Try it. Give the lines below again exactly, starting with the line that holds "positive clicks: (336, 170) (328, 180)" and going on through the line that holds "positive clicks: (119, 22)".

#####

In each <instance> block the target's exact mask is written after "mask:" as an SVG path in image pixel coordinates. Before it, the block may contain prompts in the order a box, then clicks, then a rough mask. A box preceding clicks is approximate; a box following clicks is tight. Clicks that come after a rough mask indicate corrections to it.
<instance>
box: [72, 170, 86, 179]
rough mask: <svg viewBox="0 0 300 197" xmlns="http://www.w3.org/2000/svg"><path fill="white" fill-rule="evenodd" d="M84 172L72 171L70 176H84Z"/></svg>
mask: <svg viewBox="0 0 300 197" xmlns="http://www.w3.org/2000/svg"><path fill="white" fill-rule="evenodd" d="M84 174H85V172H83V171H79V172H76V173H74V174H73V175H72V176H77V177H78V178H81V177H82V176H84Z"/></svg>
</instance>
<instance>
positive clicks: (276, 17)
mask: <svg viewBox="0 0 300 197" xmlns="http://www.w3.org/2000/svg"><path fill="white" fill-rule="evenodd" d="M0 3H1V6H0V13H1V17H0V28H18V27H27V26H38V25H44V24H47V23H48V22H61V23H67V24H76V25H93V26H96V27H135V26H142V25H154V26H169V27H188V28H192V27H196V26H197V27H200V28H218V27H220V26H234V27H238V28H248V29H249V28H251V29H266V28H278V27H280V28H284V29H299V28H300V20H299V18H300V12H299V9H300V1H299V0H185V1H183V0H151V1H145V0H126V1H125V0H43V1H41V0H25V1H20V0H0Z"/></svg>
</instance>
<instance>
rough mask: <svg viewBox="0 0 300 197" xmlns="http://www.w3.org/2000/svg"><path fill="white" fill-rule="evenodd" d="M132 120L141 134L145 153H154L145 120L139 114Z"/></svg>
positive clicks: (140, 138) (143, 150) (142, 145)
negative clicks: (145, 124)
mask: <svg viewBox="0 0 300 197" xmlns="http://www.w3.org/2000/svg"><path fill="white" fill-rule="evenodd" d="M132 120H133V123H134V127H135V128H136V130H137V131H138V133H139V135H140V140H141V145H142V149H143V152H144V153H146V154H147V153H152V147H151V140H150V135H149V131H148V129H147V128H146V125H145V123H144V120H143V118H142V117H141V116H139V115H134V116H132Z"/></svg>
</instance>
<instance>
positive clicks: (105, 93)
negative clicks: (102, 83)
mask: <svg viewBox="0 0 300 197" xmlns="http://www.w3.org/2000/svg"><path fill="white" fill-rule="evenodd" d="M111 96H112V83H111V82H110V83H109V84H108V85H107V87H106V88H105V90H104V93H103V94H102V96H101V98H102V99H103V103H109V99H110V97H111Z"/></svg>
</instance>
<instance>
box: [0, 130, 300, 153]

#####

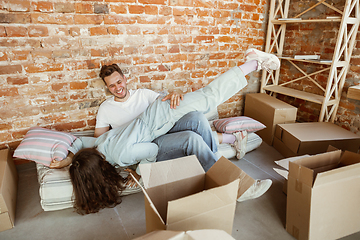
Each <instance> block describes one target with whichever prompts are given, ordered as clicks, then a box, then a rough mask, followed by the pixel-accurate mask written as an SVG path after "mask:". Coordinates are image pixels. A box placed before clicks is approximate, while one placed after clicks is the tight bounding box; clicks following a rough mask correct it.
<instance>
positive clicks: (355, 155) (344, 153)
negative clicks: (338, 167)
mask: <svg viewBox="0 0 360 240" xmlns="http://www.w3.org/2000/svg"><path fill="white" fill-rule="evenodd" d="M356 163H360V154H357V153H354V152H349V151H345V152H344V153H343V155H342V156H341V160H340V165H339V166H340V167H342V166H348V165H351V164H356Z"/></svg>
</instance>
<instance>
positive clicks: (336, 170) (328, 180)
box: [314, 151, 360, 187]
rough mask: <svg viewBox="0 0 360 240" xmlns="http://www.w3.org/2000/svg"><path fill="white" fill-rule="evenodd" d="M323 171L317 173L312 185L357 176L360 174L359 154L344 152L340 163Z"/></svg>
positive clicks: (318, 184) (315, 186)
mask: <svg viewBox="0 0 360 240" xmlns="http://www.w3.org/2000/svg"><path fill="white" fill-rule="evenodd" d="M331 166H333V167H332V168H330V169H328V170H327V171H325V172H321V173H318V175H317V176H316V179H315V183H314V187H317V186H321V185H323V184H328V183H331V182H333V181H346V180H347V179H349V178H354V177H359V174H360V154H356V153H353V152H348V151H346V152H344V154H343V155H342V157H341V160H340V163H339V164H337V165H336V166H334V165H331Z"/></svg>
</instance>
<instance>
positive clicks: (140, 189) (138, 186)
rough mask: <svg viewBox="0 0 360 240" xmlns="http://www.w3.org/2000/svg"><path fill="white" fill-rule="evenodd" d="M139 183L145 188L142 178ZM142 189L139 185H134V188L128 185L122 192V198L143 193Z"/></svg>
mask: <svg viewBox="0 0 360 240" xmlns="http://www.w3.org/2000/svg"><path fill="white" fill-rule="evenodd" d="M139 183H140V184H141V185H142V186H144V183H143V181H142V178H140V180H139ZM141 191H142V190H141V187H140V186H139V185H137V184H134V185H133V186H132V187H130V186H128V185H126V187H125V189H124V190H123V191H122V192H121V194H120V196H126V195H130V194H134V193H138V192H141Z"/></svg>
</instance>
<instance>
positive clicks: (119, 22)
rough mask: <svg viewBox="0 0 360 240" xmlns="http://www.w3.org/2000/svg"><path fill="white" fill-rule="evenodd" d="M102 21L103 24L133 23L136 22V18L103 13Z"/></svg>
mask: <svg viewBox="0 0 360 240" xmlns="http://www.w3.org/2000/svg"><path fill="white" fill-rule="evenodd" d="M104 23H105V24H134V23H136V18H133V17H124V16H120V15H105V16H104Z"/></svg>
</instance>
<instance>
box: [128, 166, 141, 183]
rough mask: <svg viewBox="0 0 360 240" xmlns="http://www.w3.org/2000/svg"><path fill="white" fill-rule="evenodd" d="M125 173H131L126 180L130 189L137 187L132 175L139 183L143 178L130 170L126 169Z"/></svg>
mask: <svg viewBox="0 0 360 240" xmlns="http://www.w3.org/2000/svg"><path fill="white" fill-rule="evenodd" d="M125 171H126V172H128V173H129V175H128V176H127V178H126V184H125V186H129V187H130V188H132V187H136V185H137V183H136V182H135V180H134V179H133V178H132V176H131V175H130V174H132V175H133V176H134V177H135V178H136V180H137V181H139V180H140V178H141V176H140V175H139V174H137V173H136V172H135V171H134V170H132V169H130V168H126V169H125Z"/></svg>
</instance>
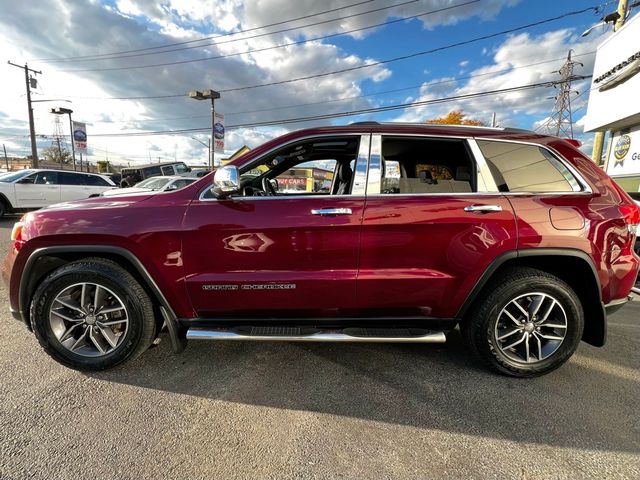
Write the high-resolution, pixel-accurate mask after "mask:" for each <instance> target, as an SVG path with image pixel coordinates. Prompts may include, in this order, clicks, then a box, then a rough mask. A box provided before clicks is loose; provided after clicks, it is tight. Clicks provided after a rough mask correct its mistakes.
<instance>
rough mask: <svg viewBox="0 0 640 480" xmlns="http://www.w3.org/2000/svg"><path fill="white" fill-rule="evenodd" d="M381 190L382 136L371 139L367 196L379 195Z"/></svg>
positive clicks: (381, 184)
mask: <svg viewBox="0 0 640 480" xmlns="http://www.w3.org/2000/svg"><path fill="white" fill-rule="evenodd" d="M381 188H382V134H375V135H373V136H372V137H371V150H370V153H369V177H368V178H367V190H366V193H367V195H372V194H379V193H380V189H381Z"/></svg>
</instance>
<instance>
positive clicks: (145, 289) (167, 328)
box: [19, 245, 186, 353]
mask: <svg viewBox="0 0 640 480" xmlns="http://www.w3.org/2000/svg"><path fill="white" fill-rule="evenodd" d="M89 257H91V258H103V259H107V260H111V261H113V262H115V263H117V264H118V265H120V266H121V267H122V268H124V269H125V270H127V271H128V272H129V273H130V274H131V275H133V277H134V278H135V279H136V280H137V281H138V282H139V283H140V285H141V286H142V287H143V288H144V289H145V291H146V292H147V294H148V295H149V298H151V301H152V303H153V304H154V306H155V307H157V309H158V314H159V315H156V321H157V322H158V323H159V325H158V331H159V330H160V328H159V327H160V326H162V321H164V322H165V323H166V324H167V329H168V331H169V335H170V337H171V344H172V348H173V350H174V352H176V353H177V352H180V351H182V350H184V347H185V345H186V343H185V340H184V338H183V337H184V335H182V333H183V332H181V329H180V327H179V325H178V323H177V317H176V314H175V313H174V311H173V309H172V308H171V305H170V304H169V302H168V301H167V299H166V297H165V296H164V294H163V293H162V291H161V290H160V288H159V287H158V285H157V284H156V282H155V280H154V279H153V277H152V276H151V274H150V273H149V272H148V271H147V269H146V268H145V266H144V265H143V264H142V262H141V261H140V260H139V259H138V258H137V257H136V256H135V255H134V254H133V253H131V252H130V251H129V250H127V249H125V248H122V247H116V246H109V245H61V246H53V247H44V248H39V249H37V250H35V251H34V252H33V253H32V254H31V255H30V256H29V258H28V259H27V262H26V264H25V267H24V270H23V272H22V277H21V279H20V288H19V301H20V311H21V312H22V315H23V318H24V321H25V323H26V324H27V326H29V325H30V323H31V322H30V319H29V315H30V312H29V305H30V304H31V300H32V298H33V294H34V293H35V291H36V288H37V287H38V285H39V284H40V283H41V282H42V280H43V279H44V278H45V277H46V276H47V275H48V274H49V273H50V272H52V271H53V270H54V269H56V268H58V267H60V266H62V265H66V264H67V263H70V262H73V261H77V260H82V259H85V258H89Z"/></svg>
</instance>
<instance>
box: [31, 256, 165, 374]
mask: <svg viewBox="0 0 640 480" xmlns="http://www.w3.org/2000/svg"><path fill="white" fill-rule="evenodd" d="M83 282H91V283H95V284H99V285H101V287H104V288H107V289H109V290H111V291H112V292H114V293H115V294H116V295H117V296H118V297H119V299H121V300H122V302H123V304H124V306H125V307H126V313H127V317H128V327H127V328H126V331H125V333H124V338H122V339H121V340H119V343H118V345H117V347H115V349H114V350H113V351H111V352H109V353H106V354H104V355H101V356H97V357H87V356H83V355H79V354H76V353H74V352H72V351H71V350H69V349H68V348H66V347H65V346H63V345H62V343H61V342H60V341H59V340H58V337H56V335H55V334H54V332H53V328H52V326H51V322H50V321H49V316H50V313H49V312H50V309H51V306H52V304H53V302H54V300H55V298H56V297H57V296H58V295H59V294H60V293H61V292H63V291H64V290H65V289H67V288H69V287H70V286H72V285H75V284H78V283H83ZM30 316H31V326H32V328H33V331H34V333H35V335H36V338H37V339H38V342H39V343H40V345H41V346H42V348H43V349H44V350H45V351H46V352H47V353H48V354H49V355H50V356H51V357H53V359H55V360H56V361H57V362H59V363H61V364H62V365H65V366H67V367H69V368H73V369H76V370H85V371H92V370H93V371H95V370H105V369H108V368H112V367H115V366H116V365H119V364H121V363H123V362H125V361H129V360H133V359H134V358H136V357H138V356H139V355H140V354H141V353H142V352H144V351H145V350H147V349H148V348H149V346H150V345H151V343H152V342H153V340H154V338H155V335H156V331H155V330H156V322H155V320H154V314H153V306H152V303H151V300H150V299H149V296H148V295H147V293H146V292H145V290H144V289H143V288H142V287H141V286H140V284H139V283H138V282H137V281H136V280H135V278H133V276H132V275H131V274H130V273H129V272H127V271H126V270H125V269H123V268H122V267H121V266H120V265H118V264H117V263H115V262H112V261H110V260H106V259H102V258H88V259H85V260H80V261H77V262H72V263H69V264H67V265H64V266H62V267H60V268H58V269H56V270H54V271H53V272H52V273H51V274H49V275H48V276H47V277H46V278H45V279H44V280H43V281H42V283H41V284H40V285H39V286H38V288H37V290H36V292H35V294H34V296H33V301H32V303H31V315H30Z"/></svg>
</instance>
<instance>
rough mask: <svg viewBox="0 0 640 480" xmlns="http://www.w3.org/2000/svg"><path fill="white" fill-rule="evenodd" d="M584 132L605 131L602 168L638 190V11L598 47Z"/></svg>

#####

Worked solution.
positive clicks: (336, 170) (328, 180)
box: [314, 151, 360, 187]
rough mask: <svg viewBox="0 0 360 240" xmlns="http://www.w3.org/2000/svg"><path fill="white" fill-rule="evenodd" d="M323 171L317 173L312 185L357 176L360 174L359 154L344 152L340 163Z"/></svg>
positive clicks: (318, 184) (315, 186)
mask: <svg viewBox="0 0 360 240" xmlns="http://www.w3.org/2000/svg"><path fill="white" fill-rule="evenodd" d="M331 166H333V167H332V168H330V169H328V170H327V171H325V172H321V173H318V175H317V176H316V179H315V183H314V187H317V186H321V185H323V184H328V183H331V182H333V181H346V180H347V179H349V178H354V177H359V174H360V154H356V153H353V152H348V151H346V152H344V154H343V155H342V157H341V160H340V163H339V164H337V165H336V166H334V165H331Z"/></svg>
</instance>
<instance>
positive clicks: (140, 189) (138, 186)
rough mask: <svg viewBox="0 0 360 240" xmlns="http://www.w3.org/2000/svg"><path fill="white" fill-rule="evenodd" d="M139 183L145 188L142 178ZM142 189L139 185H134V188L128 185L122 192V198L143 193Z"/></svg>
mask: <svg viewBox="0 0 360 240" xmlns="http://www.w3.org/2000/svg"><path fill="white" fill-rule="evenodd" d="M139 183H140V184H141V185H142V186H144V183H143V181H142V178H140V180H139ZM141 191H142V190H141V187H140V186H139V185H137V184H134V185H133V186H132V187H130V186H128V185H126V187H125V189H124V190H123V191H122V192H121V194H120V196H126V195H130V194H134V193H138V192H141Z"/></svg>
</instance>
<instance>
positive clicks: (119, 22)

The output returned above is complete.